------ 本文 ------
国産ビューティーケアブランドICOR(イコ)は、建築中から注⽬を集めていた本社及び店舗兼カフェ施設「ICOR NISEKO(イコニセコ)」を北海道虻⽥郡ニセコ町に昨年オープンした。ICOR NISEKOは、ビューティーケアブランド「ICOR」の、ブランド発信拠点となる本店&カフェ。スキンケア商品の販売はもちろん、併設するカフェでは美容を意識した軽⾷やドリンクも味わえる。ニセコの⾃然を感じながら、ICORの世界観を堪能できる贅沢なひとときを過ごせる「ICOR NISEKO」の建築を紹介しよう。

周囲を豊かな自然に恵まれたニセコ

ニセコは新千歳空港、札幌市内から車で約2時間ほど離れたところに位置。東側にある羊蹄山(蝦夷富士)が国立公園、北側のニセコアンヌプリを含むニセコ連山が国定公園と、周囲を豊かな自然に恵まれたリゾートエリア

ニセコは、アイヌ語の「ニセイ・コ・アン・ペツ(峡谷にある川)」から由来している。「蝦夷富士(えぞふじ)」と呼ばれる美しい稜線が有名な羊蹄山や、パウダースノーの雪景色など、自然豊かな美しい場所。また、約3000年前の縄文時代晩期の遺跡があるなど、はるか昔から人々が生活していた土地でもある。

すべてかけがえのない宝物

第二カシュンベツ川

「ICOR」は、アイヌ語で「宝物」を意味する言葉から名付けられた。地球、自然、水、すべてかけがえのない宝物。それらの美しさに感謝し魅力を引き出し、育み、輝かせるそれが「ICOR」の原点だ。

また、カフェのコーヒー容器や、北海道の工場で商品を製造することで原料の輸送距離を短縮するなど、サスティナブルな取り組みも行っている。
------ 記録データ ------
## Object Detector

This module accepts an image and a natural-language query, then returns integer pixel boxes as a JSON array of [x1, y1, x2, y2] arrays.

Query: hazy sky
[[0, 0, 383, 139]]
------
[練習課題]
a) ICOR NISEKOの紹介文をもとに、次の問いに答えてください。
(i) ニセコという地名は、アイヌ語のどの言葉に由来していますか。
(ii) 「ICOR」という名前は、アイヌ語で何を意味する言葉から名付けられましたか。
(iii) ニセコは、新千歳空港や札幌市内から車でどのくらい離れていますか。
b) ICOR NISEKOの紹介文を、最後の文のあとから書き継いでください。

[各課題の解答]
a)
(i) 「ニセイ・コ・アン・ペツ(峡谷にある川)」です。
(ii) 「宝物」を意味する言葉です。
(iii) 約2時間ほど離れています。

b)
⾃然と⼈が共存するカルチャーを肌で感じる
「ICOR NISEKO」の空間

ICOR NISEKOは上から見ると、ゆるやかなS字型の形をしている

ICOR NISEKOは、建築家やランドスケープデザイナー、インテリアデザイナーが、ICORの「⾃然も⼈も⼤切な宝物である」というブランドコンセプトをもとに設計した空間。そして、そのデザインを実際に作りあげた職⼈たち、⾃らの⼿で内装も進めながらメニューを考えてきたICORスタッフなど、多くの協⼒のもと完成した施設。たくさんの⼈たちが関わり、環境に配慮してつくられたニセコ本店は、⾃然と⼈が共存し普遍的に皆から愛される場になることを⽬指している。

建物の壁に沿って設けられたベンチに座りながら、ニセコの風景を全身で感じられる
すべての開口部には木サッシを使用している

建築設計は、Airbnbとコラボレーションした「吉野杉の家」や、メキシコのルイス・バラガン邸庭園空間設計など、国内外で幅広く活躍する、建築家・⻑⾕川豪⽒が担当。本店では、ICORのブランドコンセプトを体現し、⼟地の魅⼒を最⼤限に引き出すことを念頭に設計。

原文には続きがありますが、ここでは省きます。